SELECTED EXTRACT
━━━━━━━━━━━━━━━━

The summary shape is intentionally close to halo-forge’s training_summary.json shape so the upcoming F-K cohort eval dashboard can consume eval runs alongside training runs without a separate path.
Smoke tests
Cap samples per task with --limit to validate a model in seconds rather than hours:
halo-forge eval --model ./final_model --tasks core --limit 50
50 samples per task is enough to catch broken-export failures (the kind I4 round-trip verify also catches) without paying the full eval cost.
Programmatic use
from halo_forge.eval import run_lm_eval
result = run_lm_eval(
model_name="Qwen/Qwen2.5-3B-Instruct",
tasks=["mmlu", "gsm8k"],
limit=100,
backend="hf",
)
print(result.average_score())
for r in result.task_results:
print(f"{r.task}: {r.primary_metric}={r.value:.4f}")
The runner= knob lets tests inject a stub instead of importing lm-eval — useful when validating result-projection logic without the heavy dep.

━━━━━━━━━━━━━━━━

WHAT IS EXPECTED
Carry on the halo-forge evaluation notes from the point where they stop. You won't need the items.

━━━━━━━━━━━━━━━━

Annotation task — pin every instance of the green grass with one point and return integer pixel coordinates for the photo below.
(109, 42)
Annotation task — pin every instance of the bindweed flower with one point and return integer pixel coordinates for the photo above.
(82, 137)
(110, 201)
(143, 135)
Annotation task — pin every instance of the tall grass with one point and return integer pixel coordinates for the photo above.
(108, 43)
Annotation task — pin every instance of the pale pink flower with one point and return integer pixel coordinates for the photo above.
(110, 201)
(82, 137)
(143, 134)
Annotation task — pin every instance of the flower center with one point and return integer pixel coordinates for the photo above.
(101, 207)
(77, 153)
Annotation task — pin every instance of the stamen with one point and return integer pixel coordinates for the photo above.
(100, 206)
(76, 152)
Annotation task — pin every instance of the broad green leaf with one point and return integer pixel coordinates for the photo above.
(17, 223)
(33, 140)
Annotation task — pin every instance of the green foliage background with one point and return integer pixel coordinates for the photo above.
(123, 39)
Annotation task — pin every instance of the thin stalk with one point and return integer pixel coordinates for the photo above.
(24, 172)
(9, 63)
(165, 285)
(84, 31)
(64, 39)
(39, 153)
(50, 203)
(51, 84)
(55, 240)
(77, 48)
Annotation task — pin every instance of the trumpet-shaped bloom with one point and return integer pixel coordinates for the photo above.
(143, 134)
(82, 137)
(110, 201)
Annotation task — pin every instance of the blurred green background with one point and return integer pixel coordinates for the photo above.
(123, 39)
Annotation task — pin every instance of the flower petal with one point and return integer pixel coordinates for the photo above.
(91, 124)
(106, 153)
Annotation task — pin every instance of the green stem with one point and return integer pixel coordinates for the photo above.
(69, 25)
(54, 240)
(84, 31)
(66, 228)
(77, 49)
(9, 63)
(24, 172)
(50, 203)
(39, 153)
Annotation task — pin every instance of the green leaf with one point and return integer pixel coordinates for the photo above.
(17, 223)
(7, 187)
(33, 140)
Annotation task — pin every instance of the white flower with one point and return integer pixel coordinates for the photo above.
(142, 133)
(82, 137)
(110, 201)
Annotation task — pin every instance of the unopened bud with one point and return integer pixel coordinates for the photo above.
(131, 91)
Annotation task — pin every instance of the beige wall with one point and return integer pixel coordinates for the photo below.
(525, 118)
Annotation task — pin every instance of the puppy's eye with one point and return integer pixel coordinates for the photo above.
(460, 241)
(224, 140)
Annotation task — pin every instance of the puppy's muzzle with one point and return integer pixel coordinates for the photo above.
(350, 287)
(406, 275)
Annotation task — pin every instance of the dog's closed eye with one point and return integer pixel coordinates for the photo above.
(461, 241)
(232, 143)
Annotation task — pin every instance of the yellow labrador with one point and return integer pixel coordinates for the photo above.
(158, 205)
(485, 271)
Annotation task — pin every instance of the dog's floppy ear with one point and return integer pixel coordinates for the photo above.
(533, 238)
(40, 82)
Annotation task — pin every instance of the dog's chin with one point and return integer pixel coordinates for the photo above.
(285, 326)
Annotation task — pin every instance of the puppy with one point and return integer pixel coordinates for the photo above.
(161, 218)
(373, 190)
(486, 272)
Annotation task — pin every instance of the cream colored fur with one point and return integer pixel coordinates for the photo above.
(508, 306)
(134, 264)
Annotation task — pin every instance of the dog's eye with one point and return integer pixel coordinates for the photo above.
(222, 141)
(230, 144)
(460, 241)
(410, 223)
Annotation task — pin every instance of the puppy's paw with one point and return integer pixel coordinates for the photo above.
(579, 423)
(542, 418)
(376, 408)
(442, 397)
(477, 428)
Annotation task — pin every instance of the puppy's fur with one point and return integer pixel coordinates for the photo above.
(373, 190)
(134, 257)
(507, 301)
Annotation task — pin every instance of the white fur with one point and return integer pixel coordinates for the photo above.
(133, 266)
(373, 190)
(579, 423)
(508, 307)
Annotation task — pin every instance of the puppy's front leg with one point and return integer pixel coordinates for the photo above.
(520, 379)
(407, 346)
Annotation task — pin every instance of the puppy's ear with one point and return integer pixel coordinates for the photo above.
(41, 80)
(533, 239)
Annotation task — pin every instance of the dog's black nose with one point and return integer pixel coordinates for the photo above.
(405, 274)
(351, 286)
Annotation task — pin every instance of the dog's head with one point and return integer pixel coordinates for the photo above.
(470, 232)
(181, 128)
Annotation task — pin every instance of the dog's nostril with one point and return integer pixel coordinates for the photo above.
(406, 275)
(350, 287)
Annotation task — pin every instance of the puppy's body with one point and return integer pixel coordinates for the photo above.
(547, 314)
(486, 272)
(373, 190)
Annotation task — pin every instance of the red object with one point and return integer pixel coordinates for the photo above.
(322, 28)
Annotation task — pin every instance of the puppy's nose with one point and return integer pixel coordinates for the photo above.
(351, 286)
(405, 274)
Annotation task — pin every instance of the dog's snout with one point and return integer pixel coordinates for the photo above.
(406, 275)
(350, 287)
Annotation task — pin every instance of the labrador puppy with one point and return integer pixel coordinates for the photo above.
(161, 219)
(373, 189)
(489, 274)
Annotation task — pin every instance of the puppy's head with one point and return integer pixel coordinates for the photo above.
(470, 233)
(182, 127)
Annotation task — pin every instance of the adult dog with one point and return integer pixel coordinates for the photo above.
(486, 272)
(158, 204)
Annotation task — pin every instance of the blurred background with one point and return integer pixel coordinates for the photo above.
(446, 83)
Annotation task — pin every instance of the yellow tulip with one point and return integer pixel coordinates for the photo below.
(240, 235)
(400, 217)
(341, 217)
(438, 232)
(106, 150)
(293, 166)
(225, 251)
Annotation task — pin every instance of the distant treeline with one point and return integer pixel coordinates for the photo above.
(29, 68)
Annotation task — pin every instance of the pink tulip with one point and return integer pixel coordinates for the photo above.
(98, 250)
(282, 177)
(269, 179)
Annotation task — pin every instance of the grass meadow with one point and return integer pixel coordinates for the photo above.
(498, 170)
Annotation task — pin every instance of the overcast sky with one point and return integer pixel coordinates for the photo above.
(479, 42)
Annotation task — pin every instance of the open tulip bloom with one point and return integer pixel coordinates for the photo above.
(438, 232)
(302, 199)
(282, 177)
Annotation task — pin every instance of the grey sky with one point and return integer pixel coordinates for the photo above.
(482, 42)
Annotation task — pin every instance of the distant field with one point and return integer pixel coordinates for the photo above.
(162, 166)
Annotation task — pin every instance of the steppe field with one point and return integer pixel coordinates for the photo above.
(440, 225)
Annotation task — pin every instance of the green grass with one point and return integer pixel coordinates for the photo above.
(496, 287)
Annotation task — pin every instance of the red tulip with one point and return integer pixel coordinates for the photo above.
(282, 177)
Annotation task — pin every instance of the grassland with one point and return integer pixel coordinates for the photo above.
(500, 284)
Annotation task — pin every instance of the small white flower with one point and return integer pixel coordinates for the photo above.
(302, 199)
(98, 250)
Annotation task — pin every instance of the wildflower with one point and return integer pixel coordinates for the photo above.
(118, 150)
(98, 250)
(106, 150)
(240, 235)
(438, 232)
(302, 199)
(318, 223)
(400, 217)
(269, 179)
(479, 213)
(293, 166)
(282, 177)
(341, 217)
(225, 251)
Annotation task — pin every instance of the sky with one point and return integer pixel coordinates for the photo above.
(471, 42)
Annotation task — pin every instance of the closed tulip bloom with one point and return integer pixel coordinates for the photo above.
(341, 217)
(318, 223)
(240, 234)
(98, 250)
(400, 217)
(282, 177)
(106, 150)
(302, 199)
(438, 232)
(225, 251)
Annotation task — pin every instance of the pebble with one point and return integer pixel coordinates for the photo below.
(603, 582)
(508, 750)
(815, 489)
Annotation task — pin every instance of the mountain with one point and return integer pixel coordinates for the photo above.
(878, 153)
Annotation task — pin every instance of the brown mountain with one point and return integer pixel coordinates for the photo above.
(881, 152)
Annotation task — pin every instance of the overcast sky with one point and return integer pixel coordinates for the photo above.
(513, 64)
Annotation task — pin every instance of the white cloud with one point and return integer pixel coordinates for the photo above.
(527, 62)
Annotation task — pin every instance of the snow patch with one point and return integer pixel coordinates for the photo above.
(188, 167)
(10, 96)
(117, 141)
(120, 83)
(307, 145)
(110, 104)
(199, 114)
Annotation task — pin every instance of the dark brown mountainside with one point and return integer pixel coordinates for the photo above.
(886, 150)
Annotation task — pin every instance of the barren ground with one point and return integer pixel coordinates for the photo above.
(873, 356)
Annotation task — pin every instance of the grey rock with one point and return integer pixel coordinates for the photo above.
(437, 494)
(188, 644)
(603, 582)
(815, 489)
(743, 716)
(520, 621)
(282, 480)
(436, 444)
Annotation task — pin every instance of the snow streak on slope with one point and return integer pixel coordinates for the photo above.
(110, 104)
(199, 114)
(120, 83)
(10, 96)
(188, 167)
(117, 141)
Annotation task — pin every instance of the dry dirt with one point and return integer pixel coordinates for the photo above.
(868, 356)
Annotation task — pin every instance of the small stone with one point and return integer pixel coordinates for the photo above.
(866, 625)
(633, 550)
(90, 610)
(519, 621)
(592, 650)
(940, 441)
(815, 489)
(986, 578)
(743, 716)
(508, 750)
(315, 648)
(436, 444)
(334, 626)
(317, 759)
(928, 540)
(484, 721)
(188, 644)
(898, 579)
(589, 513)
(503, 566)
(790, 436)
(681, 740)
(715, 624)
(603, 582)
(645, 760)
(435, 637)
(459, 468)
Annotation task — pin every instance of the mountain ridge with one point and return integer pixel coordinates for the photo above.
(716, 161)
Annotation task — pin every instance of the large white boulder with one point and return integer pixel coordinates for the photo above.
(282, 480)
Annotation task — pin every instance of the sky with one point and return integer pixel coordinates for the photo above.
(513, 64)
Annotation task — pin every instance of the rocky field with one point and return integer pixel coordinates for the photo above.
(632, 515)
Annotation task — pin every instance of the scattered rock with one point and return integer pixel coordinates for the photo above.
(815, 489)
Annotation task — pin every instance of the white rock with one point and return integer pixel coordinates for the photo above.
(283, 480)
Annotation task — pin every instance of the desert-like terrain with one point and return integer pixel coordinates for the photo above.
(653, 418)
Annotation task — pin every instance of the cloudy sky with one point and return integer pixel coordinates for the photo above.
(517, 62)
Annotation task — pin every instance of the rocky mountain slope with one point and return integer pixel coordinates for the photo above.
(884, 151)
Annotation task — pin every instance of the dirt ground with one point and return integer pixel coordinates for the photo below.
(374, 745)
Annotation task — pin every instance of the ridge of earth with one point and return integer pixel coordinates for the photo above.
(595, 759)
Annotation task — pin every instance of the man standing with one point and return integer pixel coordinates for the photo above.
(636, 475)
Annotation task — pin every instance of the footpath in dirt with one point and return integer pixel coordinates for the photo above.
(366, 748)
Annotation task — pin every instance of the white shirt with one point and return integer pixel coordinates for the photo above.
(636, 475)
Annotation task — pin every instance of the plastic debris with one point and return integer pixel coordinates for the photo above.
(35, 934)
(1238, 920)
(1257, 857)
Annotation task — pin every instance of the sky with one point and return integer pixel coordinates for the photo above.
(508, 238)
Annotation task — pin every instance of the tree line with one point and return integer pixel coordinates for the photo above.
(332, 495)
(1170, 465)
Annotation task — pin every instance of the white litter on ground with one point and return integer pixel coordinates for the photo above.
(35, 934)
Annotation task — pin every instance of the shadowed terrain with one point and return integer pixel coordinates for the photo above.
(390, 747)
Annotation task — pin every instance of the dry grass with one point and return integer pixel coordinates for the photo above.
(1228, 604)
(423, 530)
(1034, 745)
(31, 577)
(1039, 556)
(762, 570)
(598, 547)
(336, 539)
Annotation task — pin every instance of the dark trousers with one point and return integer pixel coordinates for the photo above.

━━━━━━━━━━━━━━━━

RESPONSE BELOW
Installation
lm-eval is lazy-imported. Halo-forge’s eval module loads on installs without it; the failure path surfaces a one-line install hint instead of a stack trace. Install with:
pip install lm-eval
# or for the CUDA-accelerated `vllm` backend choice:
pip install lm-eval[vllm]
Mid-training probe (V9)
The full eval is too slow to run during training. The probe (halo-forge probe) is a smaller, faster sibling that runs a held-out general-benchmark subset and reports deltas vs a baseline — the single biggest safeguard against catastrophic forgetting:
# After SFT, write a baseline of "general capability" we don't want to lose.
halo-forge probe --model ./models/sft/final_model \
--baseline ./models/baseline.json --limit 100
# After GRPO, check whether MMLU / GSM8K / ARC dropped.
halo-forge probe --model ./models/grpo/final_model \
--baseline ./models/baseline.json --tolerance 0.05
# Exits 2 (and lists regressed tasks) when any task drops by more than --tolerance.
Default probe set hits each capability axis once: mmlu (knowledge), arc_challenge (reasoning), gsm8k (math), hellaswag (commonsense). With --limit 100 the probe completes in single-digit minutes on a 3B model — cheap enough to run after every recipe step.
Programmatic API for trainer integration:
from halo_forge.eval import MidTrainingProbe
probe = MidTrainingProbe(
model_name=current_checkpoint,
baseline_path=baseline_path,
every_n_cycles=5,
regression_tolerance=0.05,
)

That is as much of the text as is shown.